About this task: Where a record holds a picture, leave the picture out; otherwise repeat every record exactly.

Records to process:
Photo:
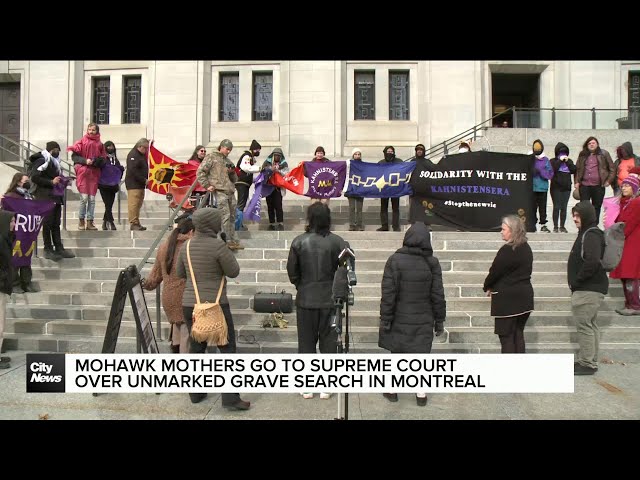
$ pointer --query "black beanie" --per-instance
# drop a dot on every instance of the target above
(52, 145)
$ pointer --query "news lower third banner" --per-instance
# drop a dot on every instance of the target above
(294, 373)
(474, 191)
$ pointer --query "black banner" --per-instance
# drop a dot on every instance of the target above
(472, 191)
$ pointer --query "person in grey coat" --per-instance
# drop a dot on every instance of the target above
(412, 306)
(212, 261)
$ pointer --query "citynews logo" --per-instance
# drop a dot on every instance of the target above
(45, 373)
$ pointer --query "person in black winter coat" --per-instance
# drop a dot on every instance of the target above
(588, 283)
(7, 226)
(561, 185)
(311, 266)
(389, 157)
(412, 306)
(509, 285)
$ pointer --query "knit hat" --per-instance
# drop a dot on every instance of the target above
(226, 143)
(633, 182)
(538, 147)
(52, 145)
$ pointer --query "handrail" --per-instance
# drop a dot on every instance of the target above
(444, 146)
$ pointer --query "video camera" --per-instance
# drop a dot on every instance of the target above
(343, 281)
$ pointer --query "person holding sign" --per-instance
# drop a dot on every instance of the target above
(19, 188)
(7, 225)
(509, 285)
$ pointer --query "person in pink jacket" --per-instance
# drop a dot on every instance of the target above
(88, 155)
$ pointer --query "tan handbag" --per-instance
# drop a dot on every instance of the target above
(209, 324)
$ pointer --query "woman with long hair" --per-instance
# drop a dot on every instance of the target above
(628, 270)
(89, 156)
(509, 285)
(19, 188)
(164, 271)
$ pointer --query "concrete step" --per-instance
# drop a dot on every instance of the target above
(455, 286)
(79, 344)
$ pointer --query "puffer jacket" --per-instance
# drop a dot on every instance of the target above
(211, 259)
(412, 295)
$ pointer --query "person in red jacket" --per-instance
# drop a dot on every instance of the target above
(628, 270)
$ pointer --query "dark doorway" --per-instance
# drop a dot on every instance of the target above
(9, 121)
(520, 90)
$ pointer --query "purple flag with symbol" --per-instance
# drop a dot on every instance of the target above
(262, 189)
(326, 179)
(29, 217)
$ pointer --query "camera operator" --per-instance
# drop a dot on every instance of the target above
(312, 263)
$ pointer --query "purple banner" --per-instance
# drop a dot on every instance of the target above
(58, 189)
(326, 179)
(29, 217)
(262, 189)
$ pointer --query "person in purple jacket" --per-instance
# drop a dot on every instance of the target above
(109, 184)
(542, 173)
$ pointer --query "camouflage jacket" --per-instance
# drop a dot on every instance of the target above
(213, 171)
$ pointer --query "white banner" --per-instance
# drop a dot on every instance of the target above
(336, 373)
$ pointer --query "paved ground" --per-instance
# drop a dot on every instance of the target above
(613, 393)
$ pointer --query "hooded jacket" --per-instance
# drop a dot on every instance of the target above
(561, 180)
(212, 260)
(247, 165)
(412, 295)
(6, 242)
(112, 170)
(587, 274)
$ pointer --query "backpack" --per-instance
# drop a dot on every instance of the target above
(613, 246)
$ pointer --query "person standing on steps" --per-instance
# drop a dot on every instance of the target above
(49, 182)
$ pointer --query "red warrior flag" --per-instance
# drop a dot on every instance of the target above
(165, 172)
(293, 181)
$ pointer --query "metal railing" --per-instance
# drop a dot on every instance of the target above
(576, 118)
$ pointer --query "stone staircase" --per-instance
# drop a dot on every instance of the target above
(70, 313)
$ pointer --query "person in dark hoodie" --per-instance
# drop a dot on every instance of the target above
(109, 184)
(49, 180)
(212, 261)
(422, 163)
(561, 184)
(588, 283)
(594, 172)
(311, 266)
(542, 173)
(626, 161)
(412, 306)
(7, 226)
(389, 157)
(245, 168)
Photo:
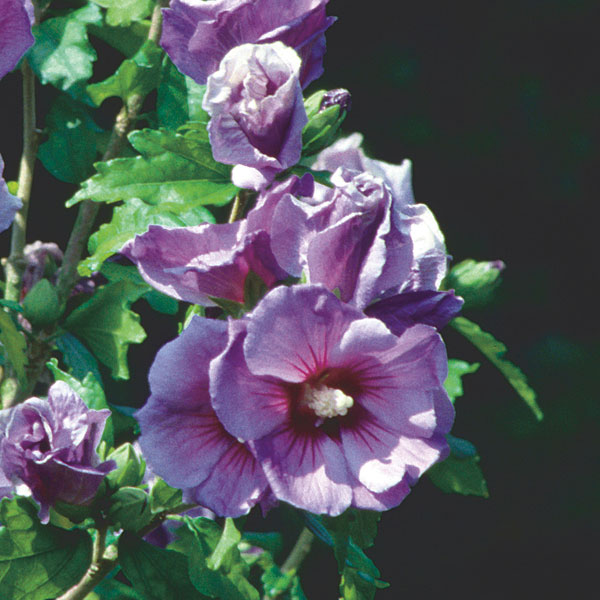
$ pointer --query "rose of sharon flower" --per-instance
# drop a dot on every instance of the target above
(49, 447)
(196, 35)
(9, 204)
(195, 263)
(16, 19)
(429, 264)
(338, 411)
(182, 438)
(257, 112)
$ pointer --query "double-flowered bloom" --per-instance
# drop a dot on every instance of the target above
(328, 394)
(49, 448)
(197, 34)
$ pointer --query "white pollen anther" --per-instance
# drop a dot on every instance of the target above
(327, 402)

Your solution:
Photo:
$ pointer --query "black beanie" --per-instance
# drop a dot on every instance of the target above
(52, 145)
$ pointer --query "news lower third banner" --per-instance
# drop a dot on every instance of the target above
(294, 373)
(474, 191)
$ pointer --query "black banner" --per-instance
# drop a dot on every instance of the target above
(472, 191)
$ pointer --query "person in grey coat" --per-instance
# drop a dot on every instance of the target above
(412, 306)
(212, 261)
$ pointer --query "citynews logo" --per-instance
# drop a dot on every instance of the target above
(45, 373)
$ pointer --query "person in black winter coat" --per-instance
# drop a dot on every instance of the target above
(588, 283)
(7, 226)
(561, 185)
(311, 266)
(389, 157)
(412, 306)
(509, 285)
$ pointer --query "knit hat" --per-instance
# drop a dot on every instance of the target above
(226, 143)
(633, 182)
(538, 147)
(52, 145)
$ pointer --query "handrail" --per-instance
# drop a dot on every instance of the target above
(444, 146)
$ pointer --query "video camera" --per-instance
# drop a dot on every instance of the target above
(343, 281)
$ pointer --query "person holding sign" --per-instance
# drop a dot on every instance of the target above
(19, 188)
(7, 225)
(509, 285)
$ pointer --query "person in pink jacket" --per-instance
# drop a dot on every instance of the target above
(88, 155)
$ pointer --query "tan handbag" --per-instance
# drop a dot on every instance of the target above
(209, 324)
$ pointer --query "woman with long hair" --per-instance
# drop a dot on every instance of the target above
(628, 270)
(89, 156)
(509, 285)
(19, 188)
(164, 271)
$ pointer --query "concrete step" --per-instance
# drop a dot on every instance of the target above
(455, 286)
(79, 344)
$ pointer --query "puffer jacket" --per-instance
# drop a dot on every instance of the target above
(211, 259)
(412, 295)
$ pointer --query "person in red jacket" --per-instance
# drop a dot on every instance of the target above
(628, 270)
$ pointer --query "dark doorway" --per-instance
# drop a dot on every instance of the target above
(9, 121)
(520, 90)
$ pointer --query "purple flag with symbol" --per-instance
# drop a dot on every instance of the target above
(262, 189)
(326, 179)
(29, 217)
$ pointer --query "camera operator" --per-instance
# drop a dot on every instance of the target above
(312, 263)
$ pointer --query "purple banner" --per-instance
# drop a dot on every instance of the target above
(58, 189)
(326, 179)
(29, 217)
(262, 189)
$ pointer --query "person in purple jacket" --per-instance
# drop a dot on every instance of the target above
(109, 184)
(542, 173)
$ pointer --query "camouflage jacket" --per-instance
# drop a dot on every instance of the target above
(213, 171)
$ pointer --query "white banner" --per-instance
# drop a dot on every instance of the target above
(336, 373)
$ pointer --query "paved ground" --per-instance
# drop a dot on every instance of the target above
(613, 393)
$ pointer --query "hooded jacket" --per-instance
# drop a dot on every instance of the target above
(561, 180)
(212, 260)
(247, 165)
(412, 295)
(6, 242)
(112, 170)
(587, 274)
$ pointer --query "backpack" --per-instance
# drop a dot on every instance of the target above
(613, 246)
$ pointer --query "person standing on steps" --per-instance
# drop a dot on every instance of the target above
(49, 182)
$ pointer --query "red warrior flag" --per-instance
# drop a dot on every instance of the target above
(165, 172)
(293, 181)
$ pointer --query "metal railing" --per-instance
# drop a dot on every instance of the target above
(576, 118)
$ pointer --query "stone staircase" --per-instance
# drop a dot on every instance of the target above
(70, 313)
$ pointer --query "person in dark hoodie" --per-instance
# drop a dot on every instance of the target above
(109, 184)
(49, 180)
(212, 261)
(422, 163)
(561, 184)
(588, 283)
(594, 172)
(311, 266)
(542, 173)
(626, 161)
(412, 306)
(7, 226)
(389, 157)
(245, 168)
Photo:
$ pointer --query "rose of sharon flower" --per-instance
# drop a dot on every instance of the target above
(49, 447)
(196, 35)
(9, 204)
(195, 263)
(16, 19)
(429, 264)
(338, 411)
(182, 438)
(257, 112)
$ pointer --query "double-flowered bloom" --per-instance
# drop a dot on every instance of the target above
(328, 394)
(49, 448)
(197, 34)
$ pointer --query "white pollen anther" --per-instance
# drop a dot on every instance of the target above
(327, 402)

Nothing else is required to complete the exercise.